Provided entries
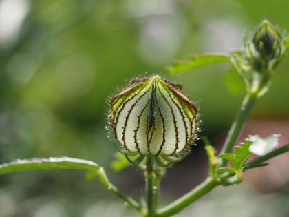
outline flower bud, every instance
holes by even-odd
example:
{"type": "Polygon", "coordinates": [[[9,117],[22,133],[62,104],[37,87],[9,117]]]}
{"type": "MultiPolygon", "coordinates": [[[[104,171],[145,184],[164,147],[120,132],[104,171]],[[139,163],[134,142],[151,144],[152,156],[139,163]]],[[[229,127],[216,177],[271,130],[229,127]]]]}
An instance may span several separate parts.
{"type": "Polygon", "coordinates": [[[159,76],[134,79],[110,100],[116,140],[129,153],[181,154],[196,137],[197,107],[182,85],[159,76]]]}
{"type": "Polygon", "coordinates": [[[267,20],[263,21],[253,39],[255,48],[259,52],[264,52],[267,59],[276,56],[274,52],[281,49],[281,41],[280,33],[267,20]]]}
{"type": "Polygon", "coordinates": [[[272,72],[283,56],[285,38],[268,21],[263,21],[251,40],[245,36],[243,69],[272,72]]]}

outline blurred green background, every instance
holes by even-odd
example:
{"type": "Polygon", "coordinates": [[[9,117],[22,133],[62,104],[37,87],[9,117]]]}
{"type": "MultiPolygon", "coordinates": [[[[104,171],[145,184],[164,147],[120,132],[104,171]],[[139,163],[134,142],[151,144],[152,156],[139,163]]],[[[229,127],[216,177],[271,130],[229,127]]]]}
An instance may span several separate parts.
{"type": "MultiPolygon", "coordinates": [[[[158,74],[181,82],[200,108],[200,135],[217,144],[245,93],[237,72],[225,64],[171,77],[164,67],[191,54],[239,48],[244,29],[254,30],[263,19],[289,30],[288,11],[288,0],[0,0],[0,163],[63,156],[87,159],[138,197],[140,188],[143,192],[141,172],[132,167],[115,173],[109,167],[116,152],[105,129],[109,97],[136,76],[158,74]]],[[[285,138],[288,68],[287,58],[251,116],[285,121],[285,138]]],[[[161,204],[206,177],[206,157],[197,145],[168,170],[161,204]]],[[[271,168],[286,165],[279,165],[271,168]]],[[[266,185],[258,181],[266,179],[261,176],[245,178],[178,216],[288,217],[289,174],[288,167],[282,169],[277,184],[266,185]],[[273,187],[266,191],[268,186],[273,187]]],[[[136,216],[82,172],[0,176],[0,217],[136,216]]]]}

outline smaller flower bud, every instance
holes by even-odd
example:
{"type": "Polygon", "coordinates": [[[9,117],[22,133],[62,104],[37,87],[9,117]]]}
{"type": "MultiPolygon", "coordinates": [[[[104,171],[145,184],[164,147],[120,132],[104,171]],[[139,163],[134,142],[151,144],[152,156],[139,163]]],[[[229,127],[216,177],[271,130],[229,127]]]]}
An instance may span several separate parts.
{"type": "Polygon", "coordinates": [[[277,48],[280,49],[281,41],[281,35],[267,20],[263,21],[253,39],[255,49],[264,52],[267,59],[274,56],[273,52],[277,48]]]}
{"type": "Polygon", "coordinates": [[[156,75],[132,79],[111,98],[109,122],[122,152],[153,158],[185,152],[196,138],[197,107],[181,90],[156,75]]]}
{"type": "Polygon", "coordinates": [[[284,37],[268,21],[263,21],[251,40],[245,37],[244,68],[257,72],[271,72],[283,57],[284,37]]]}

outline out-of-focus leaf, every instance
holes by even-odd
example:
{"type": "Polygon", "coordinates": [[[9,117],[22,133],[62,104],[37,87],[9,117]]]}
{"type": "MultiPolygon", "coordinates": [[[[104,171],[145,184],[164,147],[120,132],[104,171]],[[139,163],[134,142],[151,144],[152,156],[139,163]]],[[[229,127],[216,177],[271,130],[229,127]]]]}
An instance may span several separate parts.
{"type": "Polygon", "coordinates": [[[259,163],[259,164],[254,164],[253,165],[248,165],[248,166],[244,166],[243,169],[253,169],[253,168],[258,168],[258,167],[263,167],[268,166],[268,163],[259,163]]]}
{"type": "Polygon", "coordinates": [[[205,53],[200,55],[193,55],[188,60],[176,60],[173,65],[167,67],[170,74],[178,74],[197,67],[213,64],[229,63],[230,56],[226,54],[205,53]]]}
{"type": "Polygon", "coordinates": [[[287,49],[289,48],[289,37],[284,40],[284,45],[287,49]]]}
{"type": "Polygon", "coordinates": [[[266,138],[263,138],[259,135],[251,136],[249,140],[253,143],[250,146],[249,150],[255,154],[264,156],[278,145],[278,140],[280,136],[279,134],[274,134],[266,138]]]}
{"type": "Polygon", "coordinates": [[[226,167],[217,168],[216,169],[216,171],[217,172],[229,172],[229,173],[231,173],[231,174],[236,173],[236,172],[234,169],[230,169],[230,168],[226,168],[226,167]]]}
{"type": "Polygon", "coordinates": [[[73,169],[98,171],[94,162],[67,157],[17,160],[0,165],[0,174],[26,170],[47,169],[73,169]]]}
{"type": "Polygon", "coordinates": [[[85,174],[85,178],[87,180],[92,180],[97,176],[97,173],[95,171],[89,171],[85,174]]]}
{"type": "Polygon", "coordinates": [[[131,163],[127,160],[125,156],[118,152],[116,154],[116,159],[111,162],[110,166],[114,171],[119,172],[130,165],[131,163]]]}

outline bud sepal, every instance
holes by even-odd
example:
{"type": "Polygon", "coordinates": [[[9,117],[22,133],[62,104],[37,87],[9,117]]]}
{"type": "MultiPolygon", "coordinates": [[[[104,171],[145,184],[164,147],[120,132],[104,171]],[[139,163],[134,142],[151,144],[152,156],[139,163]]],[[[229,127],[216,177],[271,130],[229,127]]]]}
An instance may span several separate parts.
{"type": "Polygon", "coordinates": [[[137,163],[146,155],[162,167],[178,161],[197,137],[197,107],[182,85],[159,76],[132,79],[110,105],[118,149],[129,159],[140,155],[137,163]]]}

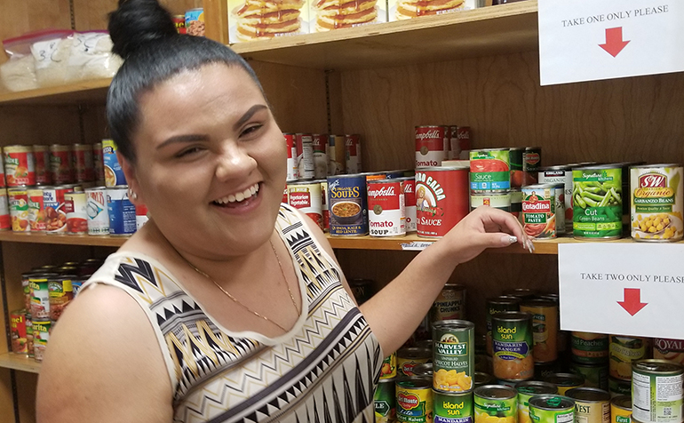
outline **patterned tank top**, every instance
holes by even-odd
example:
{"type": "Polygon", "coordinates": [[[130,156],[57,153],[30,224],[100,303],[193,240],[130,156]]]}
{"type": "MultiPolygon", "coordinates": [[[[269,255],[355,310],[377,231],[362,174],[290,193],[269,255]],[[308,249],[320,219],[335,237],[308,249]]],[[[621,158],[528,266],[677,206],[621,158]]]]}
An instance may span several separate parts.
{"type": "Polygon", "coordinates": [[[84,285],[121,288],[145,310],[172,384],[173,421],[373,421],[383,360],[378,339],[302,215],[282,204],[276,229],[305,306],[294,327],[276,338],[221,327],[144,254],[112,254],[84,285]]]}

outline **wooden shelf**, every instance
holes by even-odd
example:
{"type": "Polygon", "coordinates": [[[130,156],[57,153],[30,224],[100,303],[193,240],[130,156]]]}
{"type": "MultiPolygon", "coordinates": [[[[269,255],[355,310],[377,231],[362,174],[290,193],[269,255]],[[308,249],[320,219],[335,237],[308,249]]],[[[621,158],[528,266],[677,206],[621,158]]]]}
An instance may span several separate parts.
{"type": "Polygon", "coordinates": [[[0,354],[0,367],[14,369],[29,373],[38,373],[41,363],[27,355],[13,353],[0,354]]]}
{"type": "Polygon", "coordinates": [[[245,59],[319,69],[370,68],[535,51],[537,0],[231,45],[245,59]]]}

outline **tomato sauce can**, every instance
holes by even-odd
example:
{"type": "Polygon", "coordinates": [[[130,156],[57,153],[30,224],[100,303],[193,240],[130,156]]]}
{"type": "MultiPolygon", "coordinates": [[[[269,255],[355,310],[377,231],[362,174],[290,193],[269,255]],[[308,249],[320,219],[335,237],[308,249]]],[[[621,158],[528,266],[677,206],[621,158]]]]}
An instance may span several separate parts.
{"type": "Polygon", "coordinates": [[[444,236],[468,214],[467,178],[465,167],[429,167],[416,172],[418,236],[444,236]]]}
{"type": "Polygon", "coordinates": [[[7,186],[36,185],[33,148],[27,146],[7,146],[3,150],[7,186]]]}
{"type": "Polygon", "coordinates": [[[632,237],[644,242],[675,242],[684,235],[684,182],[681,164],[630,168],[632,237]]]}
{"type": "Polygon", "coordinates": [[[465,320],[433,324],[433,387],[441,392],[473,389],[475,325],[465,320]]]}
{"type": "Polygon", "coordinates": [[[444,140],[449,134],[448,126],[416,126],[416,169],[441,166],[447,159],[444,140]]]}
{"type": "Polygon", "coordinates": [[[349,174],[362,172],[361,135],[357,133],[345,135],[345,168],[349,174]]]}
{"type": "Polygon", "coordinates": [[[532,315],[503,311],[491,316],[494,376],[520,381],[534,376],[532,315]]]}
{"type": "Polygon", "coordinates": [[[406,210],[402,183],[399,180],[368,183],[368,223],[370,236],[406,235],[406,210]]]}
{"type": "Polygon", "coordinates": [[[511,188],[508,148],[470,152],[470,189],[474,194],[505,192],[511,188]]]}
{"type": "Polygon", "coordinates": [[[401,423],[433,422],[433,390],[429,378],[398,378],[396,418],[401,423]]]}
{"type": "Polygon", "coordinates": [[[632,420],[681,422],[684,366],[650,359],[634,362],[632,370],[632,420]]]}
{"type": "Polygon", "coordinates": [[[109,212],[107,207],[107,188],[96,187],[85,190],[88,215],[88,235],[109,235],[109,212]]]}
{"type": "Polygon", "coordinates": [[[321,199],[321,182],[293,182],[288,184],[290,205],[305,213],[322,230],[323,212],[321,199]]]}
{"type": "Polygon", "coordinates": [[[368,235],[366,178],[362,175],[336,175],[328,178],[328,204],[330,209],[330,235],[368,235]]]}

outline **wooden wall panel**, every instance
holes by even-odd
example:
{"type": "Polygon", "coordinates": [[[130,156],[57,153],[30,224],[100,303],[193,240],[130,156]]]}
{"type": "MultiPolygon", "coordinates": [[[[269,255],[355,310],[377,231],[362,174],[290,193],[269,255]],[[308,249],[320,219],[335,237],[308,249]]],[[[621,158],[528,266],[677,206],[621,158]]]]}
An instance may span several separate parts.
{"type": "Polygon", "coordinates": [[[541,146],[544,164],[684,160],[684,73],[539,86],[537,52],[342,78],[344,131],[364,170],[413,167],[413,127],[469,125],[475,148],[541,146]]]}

Set problem
Copy out the listing verbatim, from the line containing "outline **wooden wall panel**, every instance" through the end of the listing.

Solution to this exercise
outline **wooden wall panel**, every instance
holes by even-odd
example:
{"type": "Polygon", "coordinates": [[[130,156],[57,153],[30,224],[100,303],[193,240],[130,156]]]}
{"type": "MultiPolygon", "coordinates": [[[[269,255],[355,310],[377,231],[362,174],[290,193],[269,255]],[[308,249],[320,219],[335,237],[308,249]]],[[[621,158],[528,266],[677,206],[621,158]]]]}
An instance may span several separate parts.
{"type": "Polygon", "coordinates": [[[541,146],[544,164],[684,160],[684,73],[539,86],[537,52],[342,78],[344,131],[364,170],[413,167],[413,127],[469,125],[475,148],[541,146]]]}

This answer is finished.